* [WRITTEN EXERCISE 1]: In the stoichiometry problem, which reactant is identified as the limiting reactant?
* [WRITTEN EXERCISE 2]: Translate this sentence from the stoichiometry problem into Spanish: "The reactant with the smallest result is the limiting reactant."
* [WRITTEN EXERCISE 3]: Pick up the stoichiometry problem after its last sentence and write the next step of the solution.

* [PROVIDED TEXT]:
· · · · · · ·

Consider the equation \(2 A+B \longrightarrow A_{2} B .\) If you mix \(1.0 \mathrm{~mol}\) of \(A\) with \(1.0 \mathrm{~mol}\) of \(B\), what amount (moles) of \(A_{2} B\) can be produced?

Short Answer

Expert verified
The limiting reactant in the given reaction is A, since we have a smaller amount of A based on the stoichiometric ratio (2:1). Therefore, using the mole ratio of A to \(A_2B\) (2:1), we can calculate that 0.5 moles of \(A_2B\) can be produced when mixing 1.0 mol of A and 1.0 mol of B.

Step by step solution

01

Identify the limiting reactant

In this reaction, we have 1.0 mole of A and 1.0 mole of B. To identify the limiting reactant, we need to compare the mole ratio of A and B according to the reaction equation. The mole ratio of A to B is 2:1 (from 2A and B in the equation). Now divide the available moles of each reactant by their respective mole ratio: - For A: \( \frac{1.0}{2} = 0.5 \) - For B: \( \frac{1.0}{1} = 1.0 \) The reactant with the smallest result is the limiting reactant. In this case, it is A with a result of 0.5.

· · · · · · ·

Excerpts from a point labeling dataset:
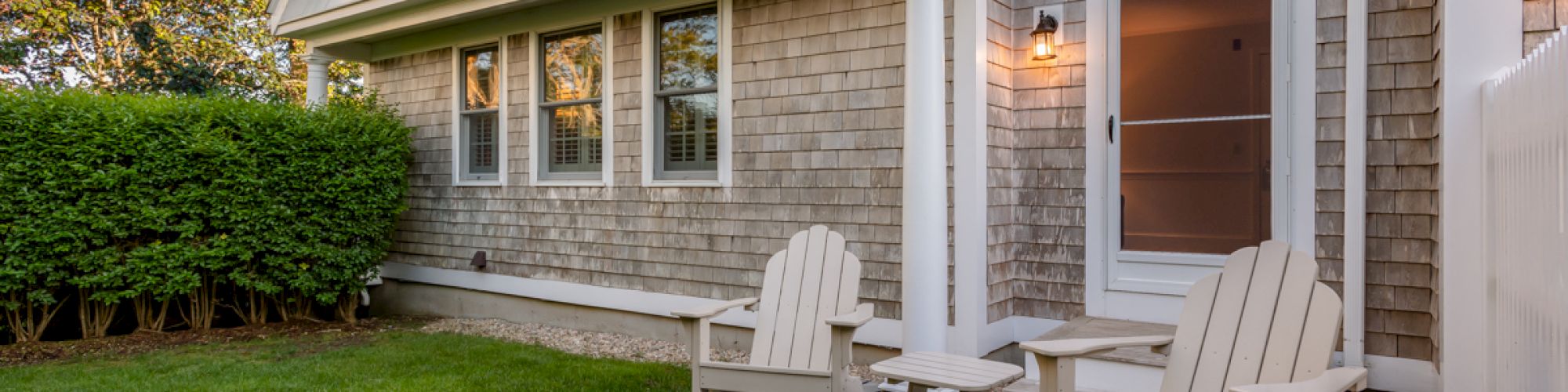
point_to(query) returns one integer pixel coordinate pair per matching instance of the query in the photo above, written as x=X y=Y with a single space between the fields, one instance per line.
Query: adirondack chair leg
x=697 y=330
x=1056 y=374
x=843 y=343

· · · · · · ·

* [TASK RESPONSE 1]: Reactant A.

* [TASK RESPONSE 2]: El reactivo con el resultado más pequeño es el reactivo limitante.

* [TASK RESPONSE 3]:
02

Calculate the moles of \(A_2B\) produced

Now that we've identified A as the limiting reactant, we can calculate the moles of \(A_2B\) produced using the mole ratio. Since the mole ratio of A to \(A_2B\) is 2:1, we need to multiply the result obtained in step 1 (0.5) by the mole ratio of \(A_2B\) (1 mole) to find the number of moles produced: Moles of \(A_2B\) = 0.5 * 1 = 0.5 moles So, 0.5 moles of \(A_2B\) can be produced when 1.0 mol of A and 1.0 mol of B are mixed together.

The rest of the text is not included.